• [Directions]: Please write out only the lines running from the one with "the small boat" through the last line of the listing, each exactly as given.

-*-

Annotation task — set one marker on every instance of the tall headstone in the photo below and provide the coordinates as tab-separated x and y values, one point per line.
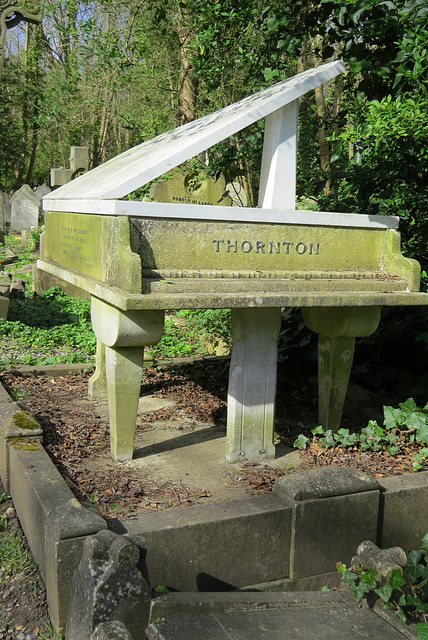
24	209
60	177
79	160
79	163
4	210
177	187
41	191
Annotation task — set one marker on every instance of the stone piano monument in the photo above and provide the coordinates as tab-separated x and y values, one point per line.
138	259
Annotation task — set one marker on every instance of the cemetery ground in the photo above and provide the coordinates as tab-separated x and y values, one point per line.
185	404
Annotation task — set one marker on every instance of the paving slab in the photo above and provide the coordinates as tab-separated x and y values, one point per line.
310	616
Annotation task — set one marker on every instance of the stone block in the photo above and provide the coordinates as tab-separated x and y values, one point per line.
216	547
238	616
54	522
15	423
24	209
334	510
109	586
113	630
403	510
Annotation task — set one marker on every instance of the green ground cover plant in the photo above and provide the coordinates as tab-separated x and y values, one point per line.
49	329
405	592
404	425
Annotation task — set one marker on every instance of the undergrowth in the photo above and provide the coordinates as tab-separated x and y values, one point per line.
405	592
407	424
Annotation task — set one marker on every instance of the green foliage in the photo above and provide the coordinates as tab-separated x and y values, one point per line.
193	333
406	424
405	592
48	329
388	171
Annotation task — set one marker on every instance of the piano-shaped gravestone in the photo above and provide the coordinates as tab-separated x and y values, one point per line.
137	259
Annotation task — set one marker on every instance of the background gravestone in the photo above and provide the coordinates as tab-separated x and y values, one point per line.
175	189
24	209
4	210
41	191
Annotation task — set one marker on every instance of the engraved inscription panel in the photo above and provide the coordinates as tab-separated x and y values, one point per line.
179	244
75	241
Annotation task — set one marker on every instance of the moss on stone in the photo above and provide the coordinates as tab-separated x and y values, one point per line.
24	444
24	420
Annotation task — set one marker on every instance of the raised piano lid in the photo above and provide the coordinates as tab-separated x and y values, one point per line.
139	165
99	191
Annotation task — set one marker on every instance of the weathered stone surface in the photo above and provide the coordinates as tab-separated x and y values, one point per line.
42	191
4	210
79	160
177	188
113	630
250	404
15	423
334	510
309	616
404	510
369	556
325	482
108	585
206	548
24	209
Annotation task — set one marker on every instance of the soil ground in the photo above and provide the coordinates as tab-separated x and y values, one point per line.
179	457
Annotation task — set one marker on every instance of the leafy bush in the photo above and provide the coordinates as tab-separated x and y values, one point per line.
405	592
406	424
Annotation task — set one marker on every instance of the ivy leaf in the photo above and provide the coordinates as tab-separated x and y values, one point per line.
301	442
392	417
397	579
369	576
422	631
385	592
359	590
424	542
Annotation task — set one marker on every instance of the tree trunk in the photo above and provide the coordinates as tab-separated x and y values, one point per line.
188	83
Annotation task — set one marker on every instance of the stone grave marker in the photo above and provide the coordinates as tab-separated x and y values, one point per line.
339	268
42	191
174	188
79	163
4	210
24	209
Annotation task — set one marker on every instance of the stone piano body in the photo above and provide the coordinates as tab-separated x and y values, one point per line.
138	259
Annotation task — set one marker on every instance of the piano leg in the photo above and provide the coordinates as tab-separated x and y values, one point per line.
123	335
124	367
335	356
337	329
97	383
252	384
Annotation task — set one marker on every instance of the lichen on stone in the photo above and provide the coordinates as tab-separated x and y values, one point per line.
24	420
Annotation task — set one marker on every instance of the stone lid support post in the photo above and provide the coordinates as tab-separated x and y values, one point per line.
255	332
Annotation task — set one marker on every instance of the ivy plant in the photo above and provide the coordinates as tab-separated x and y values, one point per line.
405	592
402	425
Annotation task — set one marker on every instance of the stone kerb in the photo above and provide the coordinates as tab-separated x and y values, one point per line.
334	510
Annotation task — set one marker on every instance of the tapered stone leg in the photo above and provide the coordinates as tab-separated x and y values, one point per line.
335	356
337	328
124	367
97	383
252	384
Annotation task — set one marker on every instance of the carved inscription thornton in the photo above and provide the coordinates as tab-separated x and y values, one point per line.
72	242
257	246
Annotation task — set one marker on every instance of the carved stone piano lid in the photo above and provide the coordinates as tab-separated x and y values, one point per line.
100	190
136	167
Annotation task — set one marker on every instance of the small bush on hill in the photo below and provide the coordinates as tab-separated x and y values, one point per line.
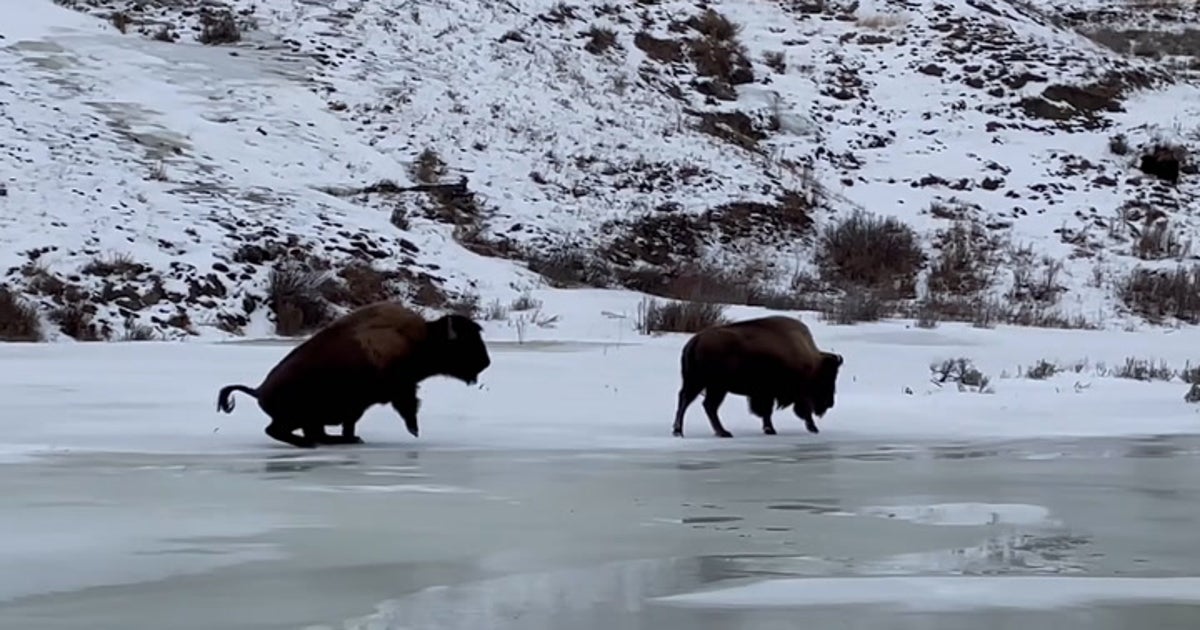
963	372
856	306
871	252
1159	294
717	53
18	318
677	316
297	297
217	27
1144	370
75	319
1158	240
964	263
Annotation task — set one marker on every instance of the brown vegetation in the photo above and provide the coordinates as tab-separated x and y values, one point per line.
1157	294
869	252
654	316
18	318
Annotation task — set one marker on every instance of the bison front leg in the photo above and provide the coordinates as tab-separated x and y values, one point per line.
804	412
762	407
406	405
713	400
348	436
285	431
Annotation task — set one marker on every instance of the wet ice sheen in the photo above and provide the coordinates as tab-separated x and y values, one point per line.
600	540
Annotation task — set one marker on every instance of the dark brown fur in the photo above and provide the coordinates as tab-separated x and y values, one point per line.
772	360
376	354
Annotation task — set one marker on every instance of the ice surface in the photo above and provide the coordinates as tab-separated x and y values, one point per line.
591	382
939	593
961	514
544	540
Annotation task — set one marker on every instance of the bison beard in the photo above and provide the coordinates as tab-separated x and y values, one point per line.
773	361
377	354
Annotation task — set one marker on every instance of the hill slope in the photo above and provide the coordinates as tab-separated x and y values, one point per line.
153	180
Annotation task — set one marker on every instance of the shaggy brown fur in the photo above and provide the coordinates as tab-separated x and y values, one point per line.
772	360
376	354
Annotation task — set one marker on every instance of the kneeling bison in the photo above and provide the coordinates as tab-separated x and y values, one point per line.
773	361
375	355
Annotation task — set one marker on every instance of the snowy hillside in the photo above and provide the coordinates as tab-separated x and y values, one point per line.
259	181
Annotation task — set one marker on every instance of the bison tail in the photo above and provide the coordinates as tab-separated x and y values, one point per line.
225	399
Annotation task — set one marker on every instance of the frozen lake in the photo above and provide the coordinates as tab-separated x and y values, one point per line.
397	538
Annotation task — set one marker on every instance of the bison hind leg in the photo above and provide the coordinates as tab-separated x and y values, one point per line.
285	432
688	394
762	407
803	411
713	400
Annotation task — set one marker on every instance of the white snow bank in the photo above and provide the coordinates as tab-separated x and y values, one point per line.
961	514
615	389
945	593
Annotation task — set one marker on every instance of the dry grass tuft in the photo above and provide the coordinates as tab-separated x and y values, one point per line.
654	316
18	318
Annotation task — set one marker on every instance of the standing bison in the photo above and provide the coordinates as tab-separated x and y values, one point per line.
771	360
376	354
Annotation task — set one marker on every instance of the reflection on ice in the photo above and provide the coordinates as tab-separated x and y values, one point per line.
946	593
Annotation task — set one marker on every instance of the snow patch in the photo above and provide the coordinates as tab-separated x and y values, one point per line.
963	514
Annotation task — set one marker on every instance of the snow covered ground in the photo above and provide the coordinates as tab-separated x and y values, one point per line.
195	166
421	539
591	381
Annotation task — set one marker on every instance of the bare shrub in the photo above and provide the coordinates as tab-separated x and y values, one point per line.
1143	370
928	316
871	252
965	261
1157	240
677	316
718	53
599	40
775	60
75	319
525	303
297	297
568	265
1042	370
496	310
217	27
856	306
135	331
1035	281
963	372
360	285
1157	294
465	304
18	318
117	264
429	167
1191	373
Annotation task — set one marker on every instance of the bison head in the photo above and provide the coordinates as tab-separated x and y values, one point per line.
459	348
823	389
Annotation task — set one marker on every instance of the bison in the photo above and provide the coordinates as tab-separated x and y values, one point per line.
772	360
376	354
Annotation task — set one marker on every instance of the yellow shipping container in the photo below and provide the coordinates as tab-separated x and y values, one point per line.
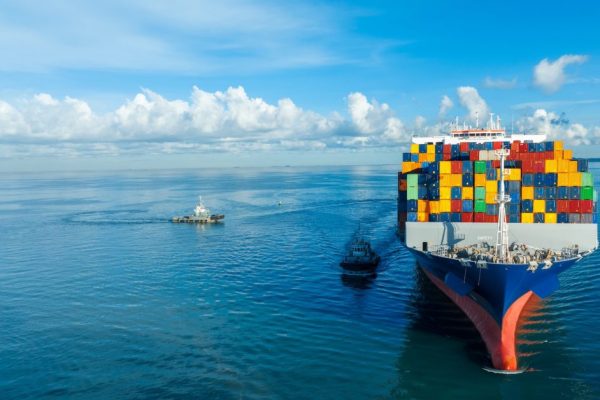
527	218
456	179
563	165
558	145
445	206
567	154
445	180
491	187
563	179
539	206
575	179
551	166
527	192
445	167
479	179
550	218
445	193
467	193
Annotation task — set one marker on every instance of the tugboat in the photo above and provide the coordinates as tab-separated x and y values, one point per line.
201	215
360	256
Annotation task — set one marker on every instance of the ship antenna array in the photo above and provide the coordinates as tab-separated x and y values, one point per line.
502	199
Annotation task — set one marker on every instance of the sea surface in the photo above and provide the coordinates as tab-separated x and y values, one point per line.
102	298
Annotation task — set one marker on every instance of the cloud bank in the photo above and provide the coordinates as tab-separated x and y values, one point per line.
550	75
227	121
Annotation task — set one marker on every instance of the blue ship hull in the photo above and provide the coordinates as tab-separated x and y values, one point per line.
493	296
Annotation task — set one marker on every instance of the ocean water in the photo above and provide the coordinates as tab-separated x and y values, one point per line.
101	297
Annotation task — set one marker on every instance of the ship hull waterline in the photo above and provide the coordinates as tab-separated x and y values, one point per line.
495	314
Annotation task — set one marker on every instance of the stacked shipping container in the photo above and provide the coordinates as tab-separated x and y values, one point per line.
459	183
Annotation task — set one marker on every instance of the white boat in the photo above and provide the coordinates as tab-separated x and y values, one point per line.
201	215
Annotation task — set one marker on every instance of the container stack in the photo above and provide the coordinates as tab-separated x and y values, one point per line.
459	183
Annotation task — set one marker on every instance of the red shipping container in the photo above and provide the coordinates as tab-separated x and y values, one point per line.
456	167
523	148
587	206
562	206
455	205
574	206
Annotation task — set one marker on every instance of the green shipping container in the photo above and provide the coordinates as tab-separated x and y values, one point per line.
587	179
480	167
479	205
412	180
480	194
587	193
412	193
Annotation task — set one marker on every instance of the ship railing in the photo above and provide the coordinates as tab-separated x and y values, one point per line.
441	250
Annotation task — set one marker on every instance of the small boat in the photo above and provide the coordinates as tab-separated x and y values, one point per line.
360	256
201	215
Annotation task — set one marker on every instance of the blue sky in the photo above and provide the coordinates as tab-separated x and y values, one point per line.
108	82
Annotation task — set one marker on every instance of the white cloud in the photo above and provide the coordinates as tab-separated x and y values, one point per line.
474	103
497	83
371	117
221	121
445	105
557	126
550	75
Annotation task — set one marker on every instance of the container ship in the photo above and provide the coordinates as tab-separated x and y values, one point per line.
493	219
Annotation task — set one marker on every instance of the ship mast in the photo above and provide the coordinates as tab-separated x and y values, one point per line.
502	199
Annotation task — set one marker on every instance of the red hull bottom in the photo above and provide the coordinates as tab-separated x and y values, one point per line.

-*-

• [Response for this exercise]:
Annotation task — set one marker on every instance of the small boat in the photo above and provide the coordinates as tab-separated x and y values, one point per line.
360	256
201	215
Annotation task — set one marker on every instance of the blue sky in the photo above and provide the coordinates as tab-separated x and y values, one point per line.
108	82
Annotation task — set one marker on every instance of the white cloud in the photo above and provide the coordinates as tab-separated x and y values, one point per line.
474	103
497	83
371	117
221	121
445	105
557	126
550	75
Annotation task — set one marker on every instance of the container ship in the photo above and provide the coordinates as tab-separated x and y values, one point per line.
493	219
Annotation task — set one marker on every instance of the ship mast in the photo above and provide the coordinates as tab-separated x and y values, one point per line.
502	199
Annotation task — set one marker on every instance of the red hull bottom in the photo above and provide the coordinates as tab-separated x and y values, one point per line.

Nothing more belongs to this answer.